### What needs to be done
Please rewrite the material from the line containing "task: segment the <item>marble" through the end, replacing "coffee table" with "side table" and leaving everything else unchanged.

### Data
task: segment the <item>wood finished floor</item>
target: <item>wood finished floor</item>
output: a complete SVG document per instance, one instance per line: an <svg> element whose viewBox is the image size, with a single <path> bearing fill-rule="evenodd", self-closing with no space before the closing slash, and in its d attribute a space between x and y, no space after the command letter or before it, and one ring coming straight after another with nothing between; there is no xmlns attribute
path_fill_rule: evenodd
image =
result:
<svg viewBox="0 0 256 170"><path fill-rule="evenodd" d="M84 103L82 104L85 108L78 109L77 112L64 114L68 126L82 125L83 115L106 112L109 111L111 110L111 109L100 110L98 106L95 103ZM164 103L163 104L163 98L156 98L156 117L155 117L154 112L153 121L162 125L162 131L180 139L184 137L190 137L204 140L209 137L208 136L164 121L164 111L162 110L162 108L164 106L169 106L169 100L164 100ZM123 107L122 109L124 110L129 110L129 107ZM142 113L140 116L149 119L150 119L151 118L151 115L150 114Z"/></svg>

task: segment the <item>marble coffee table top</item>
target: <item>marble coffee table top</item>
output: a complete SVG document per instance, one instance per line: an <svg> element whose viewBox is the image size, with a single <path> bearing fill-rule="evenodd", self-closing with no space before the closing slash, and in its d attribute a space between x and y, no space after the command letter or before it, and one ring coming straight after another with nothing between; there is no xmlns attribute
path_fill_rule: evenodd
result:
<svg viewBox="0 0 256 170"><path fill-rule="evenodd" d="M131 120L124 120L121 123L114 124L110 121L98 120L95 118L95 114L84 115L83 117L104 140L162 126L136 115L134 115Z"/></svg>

### Final result
task: segment the <item>marble side table top</item>
target: <item>marble side table top</item>
output: a complete SVG document per instance, one instance per line: an <svg> element whose viewBox is the image size, with a single <path> bearing fill-rule="evenodd", self-closing with no space before the closing slash, and in its d attribute a space between x and y, no space after the command letter or before it, and one ring coming straight after another with nothing between; there is no xmlns attribute
path_fill_rule: evenodd
result:
<svg viewBox="0 0 256 170"><path fill-rule="evenodd" d="M131 120L124 120L121 123L114 124L110 121L98 120L95 118L95 114L84 115L83 117L104 140L162 126L136 115L134 115Z"/></svg>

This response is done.